• [What you will do]: Nothing in the records may change when you print them out again.
▬▬▬▬▬▬▬▬▬▬
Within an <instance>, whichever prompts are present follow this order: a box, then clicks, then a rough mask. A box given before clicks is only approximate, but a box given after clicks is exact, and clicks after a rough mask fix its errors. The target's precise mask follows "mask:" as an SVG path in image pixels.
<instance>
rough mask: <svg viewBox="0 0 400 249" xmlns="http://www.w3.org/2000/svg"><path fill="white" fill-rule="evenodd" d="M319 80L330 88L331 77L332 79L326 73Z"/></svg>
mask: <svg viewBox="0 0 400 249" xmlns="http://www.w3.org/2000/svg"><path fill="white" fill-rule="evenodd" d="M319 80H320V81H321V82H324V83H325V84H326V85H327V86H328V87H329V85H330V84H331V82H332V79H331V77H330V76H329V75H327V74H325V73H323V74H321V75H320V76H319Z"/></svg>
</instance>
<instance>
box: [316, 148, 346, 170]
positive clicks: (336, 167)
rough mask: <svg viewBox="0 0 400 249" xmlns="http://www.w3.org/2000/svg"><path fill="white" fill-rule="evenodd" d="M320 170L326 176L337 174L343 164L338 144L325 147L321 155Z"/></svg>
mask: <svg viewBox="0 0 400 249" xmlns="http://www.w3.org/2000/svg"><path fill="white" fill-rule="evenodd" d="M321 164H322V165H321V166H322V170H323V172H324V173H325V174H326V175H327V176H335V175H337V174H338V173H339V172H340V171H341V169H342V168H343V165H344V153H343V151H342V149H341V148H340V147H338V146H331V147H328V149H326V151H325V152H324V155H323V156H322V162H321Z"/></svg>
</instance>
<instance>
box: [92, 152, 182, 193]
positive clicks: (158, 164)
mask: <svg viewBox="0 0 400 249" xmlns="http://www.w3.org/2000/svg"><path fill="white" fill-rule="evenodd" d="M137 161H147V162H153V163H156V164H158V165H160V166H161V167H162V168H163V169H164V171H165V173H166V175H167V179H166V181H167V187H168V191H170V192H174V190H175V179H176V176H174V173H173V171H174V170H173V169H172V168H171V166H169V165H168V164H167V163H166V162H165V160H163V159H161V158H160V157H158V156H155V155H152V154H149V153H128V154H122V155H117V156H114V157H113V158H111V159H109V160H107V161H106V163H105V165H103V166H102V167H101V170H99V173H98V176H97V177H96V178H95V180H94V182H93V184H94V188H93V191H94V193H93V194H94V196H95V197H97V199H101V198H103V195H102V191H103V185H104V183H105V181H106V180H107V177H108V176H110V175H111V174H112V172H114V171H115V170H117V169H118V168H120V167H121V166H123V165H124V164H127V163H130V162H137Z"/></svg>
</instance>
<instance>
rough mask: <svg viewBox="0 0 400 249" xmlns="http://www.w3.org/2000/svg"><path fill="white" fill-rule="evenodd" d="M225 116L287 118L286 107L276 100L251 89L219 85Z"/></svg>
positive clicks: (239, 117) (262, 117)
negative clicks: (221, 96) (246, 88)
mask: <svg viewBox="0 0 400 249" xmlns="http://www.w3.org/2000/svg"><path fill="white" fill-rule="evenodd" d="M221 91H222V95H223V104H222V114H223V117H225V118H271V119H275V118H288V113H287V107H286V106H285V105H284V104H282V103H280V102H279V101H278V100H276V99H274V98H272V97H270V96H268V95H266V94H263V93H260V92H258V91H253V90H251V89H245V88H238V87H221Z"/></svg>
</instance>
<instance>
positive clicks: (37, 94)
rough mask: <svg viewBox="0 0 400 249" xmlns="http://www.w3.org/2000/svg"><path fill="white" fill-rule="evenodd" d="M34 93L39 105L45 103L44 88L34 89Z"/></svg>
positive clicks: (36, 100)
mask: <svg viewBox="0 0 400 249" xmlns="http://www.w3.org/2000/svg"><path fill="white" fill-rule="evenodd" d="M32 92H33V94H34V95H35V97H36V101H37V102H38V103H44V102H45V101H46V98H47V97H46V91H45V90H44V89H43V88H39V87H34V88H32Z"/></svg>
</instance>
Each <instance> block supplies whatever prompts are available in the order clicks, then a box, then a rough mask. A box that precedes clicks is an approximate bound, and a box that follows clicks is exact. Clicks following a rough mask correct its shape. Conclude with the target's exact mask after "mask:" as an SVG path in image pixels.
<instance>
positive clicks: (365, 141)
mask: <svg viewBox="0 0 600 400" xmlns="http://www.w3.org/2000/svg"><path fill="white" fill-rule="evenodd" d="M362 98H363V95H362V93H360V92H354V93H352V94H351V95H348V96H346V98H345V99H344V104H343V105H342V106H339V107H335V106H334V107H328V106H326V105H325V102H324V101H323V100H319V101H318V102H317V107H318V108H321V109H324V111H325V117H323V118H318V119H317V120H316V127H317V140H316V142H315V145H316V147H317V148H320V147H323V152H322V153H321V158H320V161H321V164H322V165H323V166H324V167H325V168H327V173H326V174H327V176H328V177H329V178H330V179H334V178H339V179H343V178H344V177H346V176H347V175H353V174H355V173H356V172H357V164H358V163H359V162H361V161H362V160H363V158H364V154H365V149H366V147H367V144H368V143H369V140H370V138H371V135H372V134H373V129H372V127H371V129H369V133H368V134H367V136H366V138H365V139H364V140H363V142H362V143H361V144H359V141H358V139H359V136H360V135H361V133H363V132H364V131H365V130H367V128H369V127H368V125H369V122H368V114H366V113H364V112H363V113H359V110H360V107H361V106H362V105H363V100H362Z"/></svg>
▬▬▬▬▬▬▬▬▬▬
• [Result of this exercise]:
Within an <instance>, whichever prompts are present follow this order: a box, then clicks, then a rough mask. A box given before clicks is only approximate, but a box given after clicks is exact, and clicks after a rough mask fix its errors. The target's precise mask follows "mask:" as an SVG path in image pixels.
<instance>
rough mask: <svg viewBox="0 0 400 249" xmlns="http://www.w3.org/2000/svg"><path fill="white" fill-rule="evenodd" d="M319 80L330 88L331 77L332 79L326 73Z"/></svg>
mask: <svg viewBox="0 0 400 249" xmlns="http://www.w3.org/2000/svg"><path fill="white" fill-rule="evenodd" d="M319 80H320V81H321V82H324V83H325V84H326V85H327V86H328V87H329V85H330V84H331V82H332V79H331V77H330V76H329V75H327V74H325V73H323V74H321V75H320V76H319Z"/></svg>
</instance>
<instance>
box: [316, 148, 346, 170]
positive clicks: (336, 167)
rough mask: <svg viewBox="0 0 400 249" xmlns="http://www.w3.org/2000/svg"><path fill="white" fill-rule="evenodd" d="M320 170L326 176L337 174L343 164L338 144L325 147L321 155Z"/></svg>
mask: <svg viewBox="0 0 400 249" xmlns="http://www.w3.org/2000/svg"><path fill="white" fill-rule="evenodd" d="M321 164H322V165H321V166H322V170H323V172H324V173H325V174H326V175H327V176H335V175H337V174H338V173H339V172H340V171H341V169H342V168H343V165H344V153H343V151H342V149H341V148H340V147H338V146H331V147H328V149H326V151H325V152H324V155H323V156H322V162H321Z"/></svg>
</instance>
<instance>
box: [92, 152, 182, 193]
positive clicks: (158, 164)
mask: <svg viewBox="0 0 400 249" xmlns="http://www.w3.org/2000/svg"><path fill="white" fill-rule="evenodd" d="M137 161H147V162H153V163H156V164H158V165H160V166H161V167H162V168H163V169H164V171H165V173H166V175H167V179H166V181H167V187H168V191H170V192H174V190H175V179H176V176H174V173H173V171H174V170H173V169H172V168H171V166H169V165H168V164H167V163H166V162H165V160H163V159H161V158H160V157H158V156H155V155H152V154H149V153H128V154H122V155H117V156H114V157H113V158H111V159H109V160H107V161H106V163H105V165H103V166H102V167H101V170H99V173H98V176H97V177H96V178H95V180H94V182H93V184H94V188H93V191H94V193H93V194H94V196H95V197H97V199H101V198H103V195H102V191H103V185H104V183H105V181H106V180H107V177H108V176H110V175H111V174H112V172H114V171H115V170H117V169H118V168H120V167H121V166H123V165H124V164H127V163H130V162H137Z"/></svg>
</instance>
<instance>
rough mask: <svg viewBox="0 0 400 249" xmlns="http://www.w3.org/2000/svg"><path fill="white" fill-rule="evenodd" d="M225 116L287 118L286 107L276 100L251 89L219 85Z"/></svg>
positive clicks: (239, 117) (262, 117)
negative clicks: (221, 96) (246, 88)
mask: <svg viewBox="0 0 400 249" xmlns="http://www.w3.org/2000/svg"><path fill="white" fill-rule="evenodd" d="M221 91H222V95H223V104H222V114H223V117H225V118H271V119H275V118H288V113H287V107H286V106H285V105H284V104H282V103H280V102H279V101H278V100H276V99H274V98H272V97H270V96H268V95H266V94H263V93H260V92H258V91H253V90H251V89H245V88H238V87H221Z"/></svg>
</instance>
<instance>
positive clicks: (37, 94)
rough mask: <svg viewBox="0 0 400 249" xmlns="http://www.w3.org/2000/svg"><path fill="white" fill-rule="evenodd" d="M34 93L39 105L45 103L44 88L34 89Z"/></svg>
positive clicks: (36, 100)
mask: <svg viewBox="0 0 400 249" xmlns="http://www.w3.org/2000/svg"><path fill="white" fill-rule="evenodd" d="M32 92H33V94H34V95H35V97H36V101H37V102H38V103H44V102H45V101H46V98H47V97H46V91H45V90H44V89H43V88H39V87H34V88H32Z"/></svg>
</instance>
Each <instance> block supplies whatever prompts are available in the order clicks, then a box, then a rough mask. A box that precedes clicks is an approximate bound, and a box that follows clicks is exact. Clicks following a rough mask correct its shape. Conclude with the target's exact mask after "mask:" as an SVG path in image pixels.
<instance>
positive clicks: (365, 141)
mask: <svg viewBox="0 0 600 400" xmlns="http://www.w3.org/2000/svg"><path fill="white" fill-rule="evenodd" d="M362 98H363V95H362V93H360V92H354V93H352V94H351V95H348V96H346V98H345V99H344V104H343V105H342V106H339V107H335V106H334V107H328V106H326V105H325V102H324V101H323V100H319V101H318V102H317V107H318V108H321V109H324V111H325V117H323V118H318V119H317V120H316V127H317V140H316V142H315V145H316V147H317V148H320V147H323V152H322V153H321V158H320V161H321V164H322V165H323V166H324V167H325V168H327V173H326V174H327V176H328V177H329V178H330V179H334V178H339V179H343V178H344V177H346V176H347V175H353V174H355V173H356V172H357V164H358V163H359V162H361V161H362V160H363V158H364V154H365V149H366V147H367V144H368V143H369V140H370V138H371V135H372V134H373V129H372V127H371V129H369V133H368V134H367V136H366V138H365V139H364V140H363V142H362V143H361V144H359V141H358V139H359V136H360V135H361V133H363V132H364V131H365V130H367V128H369V127H368V125H369V122H368V114H366V113H364V112H363V113H359V110H360V107H361V106H362V105H363V100H362Z"/></svg>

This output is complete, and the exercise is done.